## THINGS TO DO:
**a.** Reproduce the text of the forum thread on CDK nodes between "We plan to add" and "fragment or not)", inclusive.
**b.** Translate this sentence from the forum thread on CDK nodes into French: "Some series (including Combinatorial Chemistry Libraries) have more than one variable R-group position."

CDK nodes

I run a software company (Treweren Consultants Ltd) and we are contemplating integrating our THINK software into KNIME. We are very reluctant to proliferate "trivial" but essential nodes providing functionality such as reading and writing SD files but it is also apparent that there are some significant issues with the CDK nodes. Our understanding is that the TRIPOS alternatives are not freely available and that should the ChemAxon functionality be integrated these will also not be freely available.

Does any-one know if there are plans to upgrade the current CDK implementation? Is there a list of planned enhancements?

Thanks.

THINK wrote:
Does any-one know if there are plans to upgrade the current CDK implementation? Is there a list of planned enhancements?

We plan to add the following nodes to the next major release:
  • A node to extract the properties in SD files into columns in a data table
  • A node that does the reverse (i.e. column into a SD property)
  • Nodes to convert from the internal CDK representation to SDF, Mol2 and Smiles
  • A substructure search node (essentially a node that splits the input table based on if a molecule contains a certain fragment or not)

Regards,

Thorsten

[/]

The SD file improvement plans are encouraging - and address my concerns. Thanks.

You're probably aware that the described substructure search functionality falls short what is often useful for medicinal chemistry R-group series of molecules. For such series a Markush style R-group query can be used to identify the R-groups. The R-groups can then be displayed (2D coordinates) in a separate column. Some series (including Combinatorial Chemistry Libraries) have more than one variable R-group position. I'm not sure how much interest there would be either in Combinatorial Chemistry Libraries or in breaking down a series into R-groups.

## DATA SECTION:
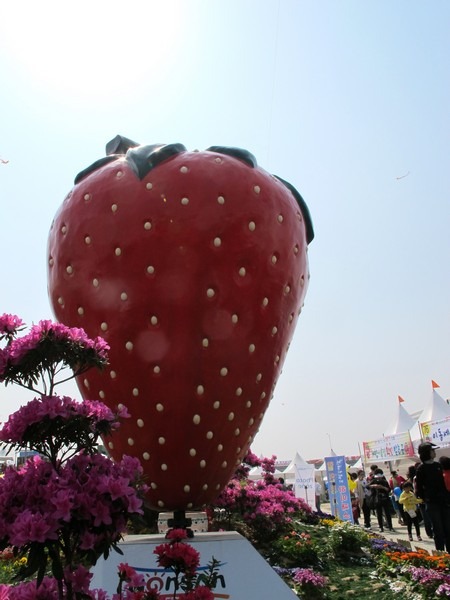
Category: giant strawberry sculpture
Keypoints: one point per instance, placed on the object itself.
(193, 266)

## SOLVED TASKS:
**a.**
We plan to add the following nodes to the next major release:
  • A node to extract the properties in SD files into columns in a data table
  • A node that does the reverse (i.e. column into a SD property)
  • Nodes to convert from the internal CDK representation to SDF, Mol2 and Smiles
  • A substructure search node (essentially a node that splits the input table based on if a molecule contains a certain fragment or not)

**b.** Certaines séries (y compris les bibliothèques de chimie combinatoire) comportent plus d'une position de groupe R variable.